**What this exercise asks:**
1. Please reproduce everything in the Christmas ornament passage from "1956 German paper" down to "or more today.", word for word.
2. Pick up the article on collecting Christmas ornaments after its last sentence and keep writing it.

**Passage:**
Christmas is for collectors like no other holiday. While scores of antiques and collectibles categories have emerged—nutcrackers, snow globes, putz villages, pink aluminum trees from the 1950s—the quintessential Christmas collectible remains the ornament.
The custom of decorating a tree can be traced to 16th-century Germany when a small fir would be adorned with apples, nuts, dates, pretzels and paper flowers in the community guild house. By the 19th century, the tree-trimming custom had moved inside homes throughout northern Europe and Russia, and families festooned the trees with their own collections of ornaments made of glass, ceramics, metal and wood.
Baubles are the most common collectible decoration—a hollow sphere coated with a thin metallic layer and then painted or dyed in bright colors so they would glitter in candlelight.
Vintage West German glass ornaments
The original and most collectible baubles were made in Lauscha, a town in central Germany that accepted Protestant artisans fleeing persecution. According to many accounts, a glassblower named Hans Greiner created glass representations of nuts, apples and candy because he was unable to afford the real treats for his tree. The inside of the original baubles were made reflective with mercury and lead, to be replaced later with silver nitrate and sugar water.
The ornament craft spread among artisans in central Germany. Perhaps the biggest boost for the ornament trade came from Queen Victoria’s tree. She had nine children with her German-born husband, Albert, and the royal tradition of elaborate Christmas decorations grew with her family. London periodicals ran illustrations of Victoria’s spectacular tree festooned with both clear glass and Lauscha ornaments, and their popularity spread.
1956 German paper ornament
Firms and home-based foundries that were churning out basic glass for vials, thermometers and other instruments added frilly ornaments to their production lines. In the 1880s, the tradition crossed the Atlantic when American retailer F.W. Woolworth introduced German glass ornaments to American shoppers. The best surviving ornaments of the 19th century command $500 or more today.
Lisa J. Monse, online proprietor of The Velveteen Rabbit, offers a fine example of early 20th-century German Santa Claus ornaments. It has no known reproductions, and its paint and silvering are not chipped.
A German figural antique glass Christmas ornament in excellent to mint condition. This one is named “Sour Grapes.”
For decoration, artisans moved from hand painting to using mouth-operated airbrushes to achieve more delicate effects. They spread gelatin adhesive and then sprinkled gold, silver, glass dust or tiny glass beads called “Venetian Dew.” To achieve a shimmering effect of snow, the ornaments were dunked into a solution of gelatin and starch.
In addition to glass ornaments, whimsical ornaments were of pressed tin, wax and painted cardboard. They came in angels and other traditional Christmas styles, but also miniatures such as tiny watering cans and rabbits in baskets.

**Records provided:**
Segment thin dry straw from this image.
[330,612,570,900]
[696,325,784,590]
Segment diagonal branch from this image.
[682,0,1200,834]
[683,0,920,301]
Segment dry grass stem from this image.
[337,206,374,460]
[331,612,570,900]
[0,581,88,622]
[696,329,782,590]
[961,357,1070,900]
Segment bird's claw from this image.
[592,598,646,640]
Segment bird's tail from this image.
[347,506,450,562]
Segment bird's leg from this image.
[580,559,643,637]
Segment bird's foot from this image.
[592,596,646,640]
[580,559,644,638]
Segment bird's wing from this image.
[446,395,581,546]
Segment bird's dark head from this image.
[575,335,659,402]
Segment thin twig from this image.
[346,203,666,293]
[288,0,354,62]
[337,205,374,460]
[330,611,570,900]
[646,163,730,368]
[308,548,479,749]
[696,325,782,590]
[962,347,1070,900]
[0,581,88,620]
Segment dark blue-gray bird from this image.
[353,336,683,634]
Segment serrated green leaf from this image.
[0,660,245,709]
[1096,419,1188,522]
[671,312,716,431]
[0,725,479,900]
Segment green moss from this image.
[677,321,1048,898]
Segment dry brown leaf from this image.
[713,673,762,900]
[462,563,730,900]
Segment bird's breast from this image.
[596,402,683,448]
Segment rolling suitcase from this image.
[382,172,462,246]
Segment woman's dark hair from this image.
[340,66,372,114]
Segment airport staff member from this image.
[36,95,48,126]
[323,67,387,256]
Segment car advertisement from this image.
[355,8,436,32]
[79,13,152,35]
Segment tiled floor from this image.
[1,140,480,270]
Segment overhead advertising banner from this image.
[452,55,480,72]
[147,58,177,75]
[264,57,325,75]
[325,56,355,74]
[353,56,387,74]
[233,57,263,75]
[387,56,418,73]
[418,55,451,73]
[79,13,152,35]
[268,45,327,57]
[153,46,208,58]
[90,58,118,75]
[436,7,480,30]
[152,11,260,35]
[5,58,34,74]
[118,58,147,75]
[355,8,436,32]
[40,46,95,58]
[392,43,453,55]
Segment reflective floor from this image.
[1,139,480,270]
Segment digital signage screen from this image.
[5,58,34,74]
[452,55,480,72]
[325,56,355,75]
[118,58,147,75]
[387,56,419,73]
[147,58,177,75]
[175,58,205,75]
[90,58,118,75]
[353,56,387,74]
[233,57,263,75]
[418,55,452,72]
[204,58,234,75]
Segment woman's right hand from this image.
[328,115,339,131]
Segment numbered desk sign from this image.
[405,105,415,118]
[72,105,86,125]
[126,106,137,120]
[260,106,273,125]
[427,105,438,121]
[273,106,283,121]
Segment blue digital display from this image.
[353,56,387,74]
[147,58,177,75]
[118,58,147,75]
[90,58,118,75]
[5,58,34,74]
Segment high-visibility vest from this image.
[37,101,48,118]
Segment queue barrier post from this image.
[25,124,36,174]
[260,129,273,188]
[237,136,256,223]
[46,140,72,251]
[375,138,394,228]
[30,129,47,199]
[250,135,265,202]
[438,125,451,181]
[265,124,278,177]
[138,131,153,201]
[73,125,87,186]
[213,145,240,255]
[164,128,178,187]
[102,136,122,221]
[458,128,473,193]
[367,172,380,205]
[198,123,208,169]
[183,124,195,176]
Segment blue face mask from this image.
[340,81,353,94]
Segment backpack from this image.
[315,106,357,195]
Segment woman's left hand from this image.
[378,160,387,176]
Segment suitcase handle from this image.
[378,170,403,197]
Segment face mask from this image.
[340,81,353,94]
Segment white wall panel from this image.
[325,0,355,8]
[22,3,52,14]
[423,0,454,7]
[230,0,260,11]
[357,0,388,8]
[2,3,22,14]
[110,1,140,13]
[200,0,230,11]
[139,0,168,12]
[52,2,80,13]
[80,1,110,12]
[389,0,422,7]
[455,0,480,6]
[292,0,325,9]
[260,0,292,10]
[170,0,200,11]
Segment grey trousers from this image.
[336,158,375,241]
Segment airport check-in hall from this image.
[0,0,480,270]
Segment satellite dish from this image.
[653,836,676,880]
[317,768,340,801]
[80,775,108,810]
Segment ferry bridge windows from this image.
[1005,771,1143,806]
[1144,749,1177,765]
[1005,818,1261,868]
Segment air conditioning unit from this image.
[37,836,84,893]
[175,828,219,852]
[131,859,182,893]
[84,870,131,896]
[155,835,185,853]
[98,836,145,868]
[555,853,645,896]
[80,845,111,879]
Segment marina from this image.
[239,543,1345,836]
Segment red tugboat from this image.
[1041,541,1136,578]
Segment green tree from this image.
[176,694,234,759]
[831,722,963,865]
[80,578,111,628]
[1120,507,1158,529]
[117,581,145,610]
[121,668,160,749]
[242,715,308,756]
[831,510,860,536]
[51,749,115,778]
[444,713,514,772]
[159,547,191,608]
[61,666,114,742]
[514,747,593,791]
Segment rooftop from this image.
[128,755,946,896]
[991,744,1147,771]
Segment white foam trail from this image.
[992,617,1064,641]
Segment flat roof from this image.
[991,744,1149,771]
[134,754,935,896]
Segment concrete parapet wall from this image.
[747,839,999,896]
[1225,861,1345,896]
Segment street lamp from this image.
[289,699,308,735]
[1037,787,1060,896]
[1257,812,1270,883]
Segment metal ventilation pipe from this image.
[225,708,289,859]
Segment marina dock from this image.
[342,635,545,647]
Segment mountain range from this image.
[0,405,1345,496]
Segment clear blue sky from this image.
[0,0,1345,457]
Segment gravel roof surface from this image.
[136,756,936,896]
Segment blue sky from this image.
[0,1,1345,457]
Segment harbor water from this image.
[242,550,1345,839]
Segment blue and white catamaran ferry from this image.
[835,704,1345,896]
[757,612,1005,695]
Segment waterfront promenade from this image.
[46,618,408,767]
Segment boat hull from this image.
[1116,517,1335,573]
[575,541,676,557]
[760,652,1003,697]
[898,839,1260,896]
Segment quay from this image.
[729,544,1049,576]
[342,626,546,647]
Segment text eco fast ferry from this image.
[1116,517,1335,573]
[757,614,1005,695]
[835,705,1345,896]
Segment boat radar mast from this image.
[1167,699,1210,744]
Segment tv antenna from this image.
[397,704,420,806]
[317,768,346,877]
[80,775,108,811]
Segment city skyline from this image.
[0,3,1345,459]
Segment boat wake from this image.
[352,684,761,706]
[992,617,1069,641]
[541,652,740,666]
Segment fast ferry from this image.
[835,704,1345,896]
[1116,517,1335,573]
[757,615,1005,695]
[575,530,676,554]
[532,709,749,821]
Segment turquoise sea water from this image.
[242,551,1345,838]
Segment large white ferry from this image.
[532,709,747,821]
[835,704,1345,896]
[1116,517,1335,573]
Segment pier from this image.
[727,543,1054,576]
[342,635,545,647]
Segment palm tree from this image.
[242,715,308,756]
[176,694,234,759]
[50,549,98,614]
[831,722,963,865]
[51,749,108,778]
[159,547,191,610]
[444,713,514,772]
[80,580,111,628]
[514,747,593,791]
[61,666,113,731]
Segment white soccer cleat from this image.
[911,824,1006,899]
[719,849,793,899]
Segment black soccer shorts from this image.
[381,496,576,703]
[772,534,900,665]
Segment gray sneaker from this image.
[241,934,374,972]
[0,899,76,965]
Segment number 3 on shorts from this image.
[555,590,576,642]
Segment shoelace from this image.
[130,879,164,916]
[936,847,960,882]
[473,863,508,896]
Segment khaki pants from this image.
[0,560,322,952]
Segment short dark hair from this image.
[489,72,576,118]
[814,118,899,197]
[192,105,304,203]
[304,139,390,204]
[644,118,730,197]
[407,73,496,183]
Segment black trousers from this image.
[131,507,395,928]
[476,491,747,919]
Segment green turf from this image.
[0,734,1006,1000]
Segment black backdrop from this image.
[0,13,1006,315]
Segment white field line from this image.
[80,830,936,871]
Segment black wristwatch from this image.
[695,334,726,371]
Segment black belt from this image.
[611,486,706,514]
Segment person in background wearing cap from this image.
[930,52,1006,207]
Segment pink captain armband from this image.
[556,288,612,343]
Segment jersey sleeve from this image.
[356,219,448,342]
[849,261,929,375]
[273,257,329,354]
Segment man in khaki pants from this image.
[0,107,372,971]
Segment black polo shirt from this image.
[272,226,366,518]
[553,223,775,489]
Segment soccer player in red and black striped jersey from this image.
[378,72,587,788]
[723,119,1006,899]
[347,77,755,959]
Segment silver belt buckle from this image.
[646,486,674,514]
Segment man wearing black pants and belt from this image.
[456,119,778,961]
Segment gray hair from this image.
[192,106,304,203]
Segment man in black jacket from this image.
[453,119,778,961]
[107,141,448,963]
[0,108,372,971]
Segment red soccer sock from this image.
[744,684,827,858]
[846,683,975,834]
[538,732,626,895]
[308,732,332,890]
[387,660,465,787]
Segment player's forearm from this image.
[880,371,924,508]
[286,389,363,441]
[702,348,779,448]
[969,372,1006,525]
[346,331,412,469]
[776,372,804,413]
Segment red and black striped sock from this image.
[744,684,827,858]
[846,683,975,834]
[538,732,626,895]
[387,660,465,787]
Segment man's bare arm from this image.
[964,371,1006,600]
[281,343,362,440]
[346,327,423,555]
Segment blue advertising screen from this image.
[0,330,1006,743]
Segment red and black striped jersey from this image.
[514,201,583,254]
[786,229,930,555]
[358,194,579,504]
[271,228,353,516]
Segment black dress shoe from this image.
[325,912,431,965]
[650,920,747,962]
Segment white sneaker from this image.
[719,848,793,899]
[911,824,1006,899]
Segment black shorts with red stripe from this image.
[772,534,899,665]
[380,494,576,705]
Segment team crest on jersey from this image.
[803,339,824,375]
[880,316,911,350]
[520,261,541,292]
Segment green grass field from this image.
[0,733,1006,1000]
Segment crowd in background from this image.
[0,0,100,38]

**Answers for the tasks:**
1.
1956 German paper ornament
Firms and home-based foundries that were churning out basic glass for vials, thermometers and other instruments added frilly ornaments to their production lines. In the 1880s, the tradition crossed the Atlantic when American retailer F.W. Woolworth introduced German glass ornaments to American shoppers. The best surviving ornaments of the 19th century command $500 or more today.

2.
In the late 19th century, figurine ornaments became popular. Among the hundreds of characters were Santa Claus, elves, angels, Biblical characters such as the Three Kings, snowmen and fairy-tale characters. More elaborate collectible figurines will be decorated with miniature costumes and beards while animal ornaments may be trimmed with feathers.
Ornaments from the 1940s
Today, tin examples in fine condition with bright paint can fetch $400 apiece.
An interesting category in ornament collecting is the Christmas pickle. It was traditional for German families to hide this iridescent ornament deep in the tree’s branches. The most observant child would find the pickle ornament and receive an extra gift—along with good luck for the next year. Today, a rare glass-pickle ornament from the turn of the 20th century may command more than $1,000.
Germany’s handcrafted ornament industry failed after World War I, and new ornaments were mass-produced—first in the United States and then in Eastern Europe and Asia.
By 1940, the Corning Glass Co. was making about 300,000 ornaments a day (compared with the perhaps 600 for a skilled German glassblower) and sending them to other companies for decoration—especially Shiny Brite. The first Shiny Brite ornaments were lacquered by machine on the outside and then decorated by hand, but even that process became automated.
Shiny Brite ornaments measured up to 1.75 inches in diameter. Unlike folk ornaments, these collectibles are kitschy rather than natural in appearance. A 12-pack of plain and striped bulbs in good condition can be found for $60-70.
Seems Like Old Times in Haverford, Pa., has a selection of Shiny Brites.
More intricate ornaments from the 1930s-1950s run $20 apiece. Among the popular examples are frosted yellow bells, glossy red pine cones and pink-and-turquoise striped orbs with snowflake indents.
Ornaments created during the baby boomer years were marked by the injection molding, which allowed for merchandising—think of the Coke bottle—that was previously unavailable to traditional glass-ornament blowers, as well as decoration with rhinestones to add a little extra holiday glitter.
Advances in graphics allowed for cartoon characters and pop-culture images to be extended to ornaments such as this one featuring Snoopy and friends offered by Kay Andrews of Black Cat Collectibles.
Snoopy and Woodstock.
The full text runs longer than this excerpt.